* _Data records_:
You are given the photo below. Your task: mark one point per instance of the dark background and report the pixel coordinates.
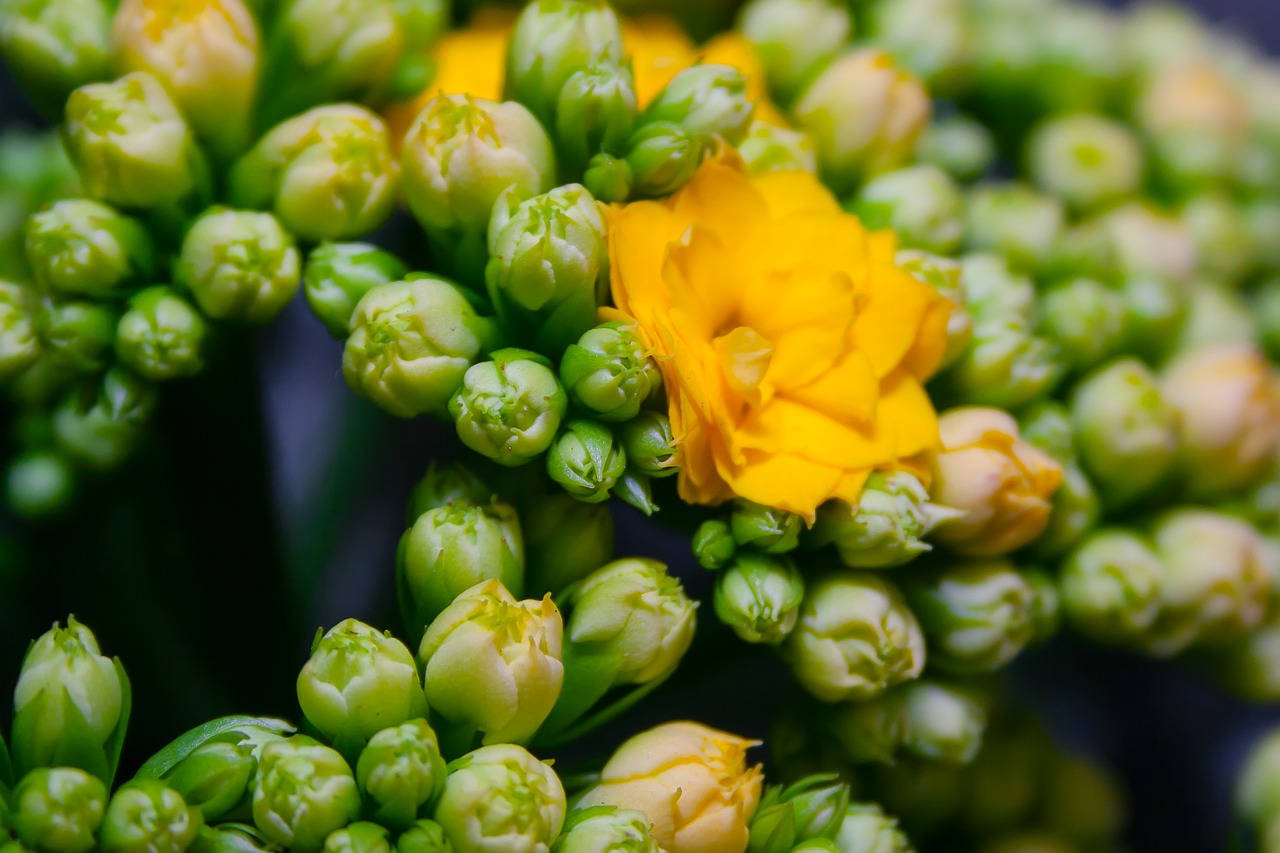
(269, 461)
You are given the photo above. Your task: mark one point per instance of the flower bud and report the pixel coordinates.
(606, 829)
(548, 265)
(206, 54)
(328, 173)
(161, 336)
(1084, 318)
(1000, 483)
(920, 204)
(1111, 585)
(759, 597)
(302, 792)
(401, 772)
(501, 798)
(493, 664)
(147, 816)
(510, 409)
(51, 46)
(240, 265)
(714, 796)
(795, 39)
(609, 373)
(132, 147)
(856, 638)
(1015, 220)
(411, 345)
(1124, 430)
(58, 810)
(1216, 579)
(85, 249)
(453, 547)
(887, 525)
(958, 145)
(864, 114)
(1228, 409)
(338, 276)
(705, 100)
(101, 425)
(462, 154)
(357, 682)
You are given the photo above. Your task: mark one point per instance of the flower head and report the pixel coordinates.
(791, 346)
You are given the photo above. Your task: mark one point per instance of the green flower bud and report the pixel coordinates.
(361, 836)
(553, 40)
(946, 277)
(302, 792)
(769, 147)
(856, 638)
(958, 145)
(51, 46)
(1216, 579)
(1086, 160)
(977, 616)
(328, 173)
(714, 544)
(595, 112)
(662, 158)
(493, 665)
(424, 836)
(565, 541)
(705, 100)
(864, 114)
(1084, 318)
(452, 548)
(19, 345)
(548, 265)
(77, 336)
(338, 276)
(357, 682)
(147, 816)
(411, 345)
(886, 528)
(759, 597)
(795, 39)
(401, 772)
(1124, 430)
(606, 829)
(132, 147)
(240, 265)
(86, 249)
(40, 484)
(867, 829)
(636, 614)
(58, 810)
(501, 797)
(462, 154)
(764, 528)
(510, 409)
(1111, 587)
(161, 336)
(609, 373)
(922, 204)
(1015, 220)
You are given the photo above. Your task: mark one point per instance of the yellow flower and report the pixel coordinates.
(791, 347)
(1001, 484)
(690, 781)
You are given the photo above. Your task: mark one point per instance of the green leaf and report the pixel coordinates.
(160, 763)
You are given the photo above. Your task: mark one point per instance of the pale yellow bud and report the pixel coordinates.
(690, 781)
(1001, 484)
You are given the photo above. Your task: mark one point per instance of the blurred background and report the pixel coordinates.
(269, 501)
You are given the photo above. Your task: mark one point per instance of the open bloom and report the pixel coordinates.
(791, 347)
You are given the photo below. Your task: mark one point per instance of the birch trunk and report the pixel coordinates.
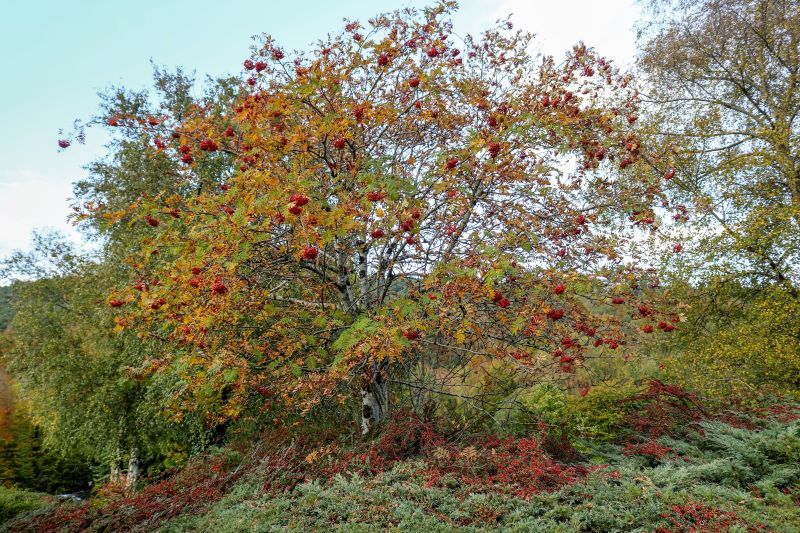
(134, 468)
(374, 397)
(116, 467)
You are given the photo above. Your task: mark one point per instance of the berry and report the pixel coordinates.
(309, 253)
(208, 145)
(218, 287)
(299, 199)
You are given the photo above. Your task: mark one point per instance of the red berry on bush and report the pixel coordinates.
(218, 287)
(299, 199)
(207, 145)
(310, 253)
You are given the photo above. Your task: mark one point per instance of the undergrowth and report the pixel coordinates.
(673, 467)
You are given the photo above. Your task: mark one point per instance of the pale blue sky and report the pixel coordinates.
(56, 55)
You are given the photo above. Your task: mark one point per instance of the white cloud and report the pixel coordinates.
(28, 201)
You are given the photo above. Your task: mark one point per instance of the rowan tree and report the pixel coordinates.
(720, 119)
(398, 195)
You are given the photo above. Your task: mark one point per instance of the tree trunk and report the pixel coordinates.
(374, 396)
(133, 469)
(116, 467)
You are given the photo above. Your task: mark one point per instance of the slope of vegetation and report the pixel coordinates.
(733, 471)
(408, 280)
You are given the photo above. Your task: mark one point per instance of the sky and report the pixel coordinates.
(58, 55)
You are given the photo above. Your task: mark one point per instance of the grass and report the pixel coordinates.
(15, 501)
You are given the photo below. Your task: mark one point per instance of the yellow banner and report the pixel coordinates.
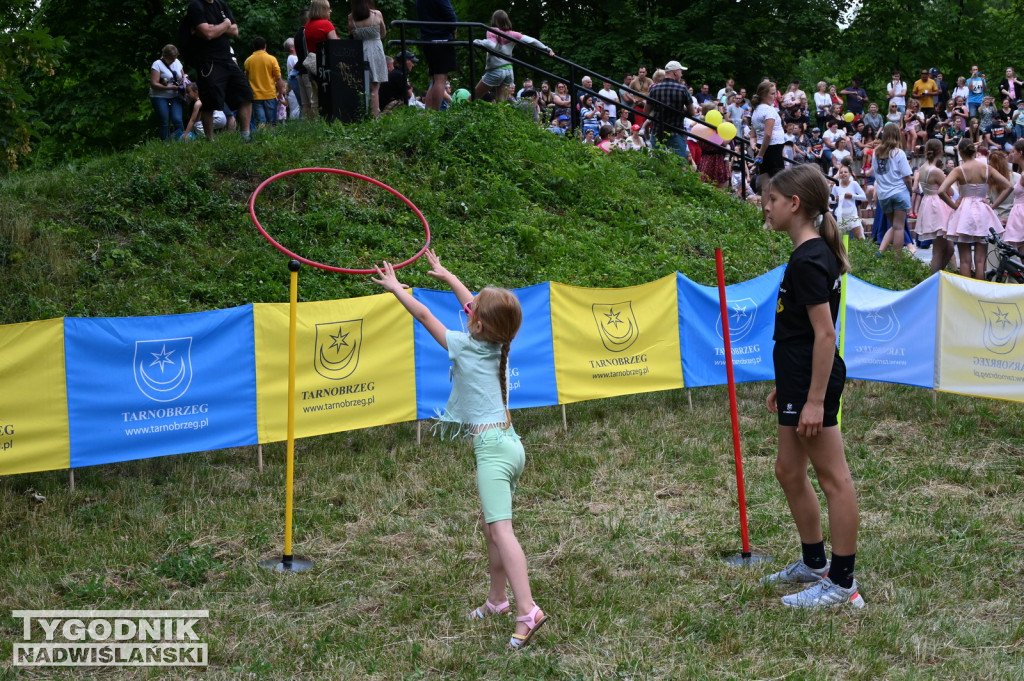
(354, 366)
(981, 344)
(34, 399)
(615, 341)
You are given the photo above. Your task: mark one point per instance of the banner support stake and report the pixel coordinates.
(745, 558)
(288, 562)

* _Task statement_:
Look for the line that contains "vegetation and report the pixel coordinates.", then please copy it and the rest of the lines through the end of the data, pictures excluded.

* _Expected answer_:
You are given the photo above. Your task: mark one point per instance of the slope of vegetation and report the pixel coordinates.
(733, 471)
(408, 280)
You are given the photo above. Your task: mark one point per instance of the sky and report the pixel coordinates.
(58, 55)
You are given the photo above. Your task: mark one point per instance of the grass and report the pixel coordinates.
(15, 501)
You are given the photo below. Your task: mark one point per instance of the yellow banner and report the pixel coordinates.
(354, 366)
(981, 344)
(34, 399)
(615, 341)
You are given the photo above. Your task: mark one point per instance of the banner support stake and report the pixel coordinates.
(745, 558)
(288, 562)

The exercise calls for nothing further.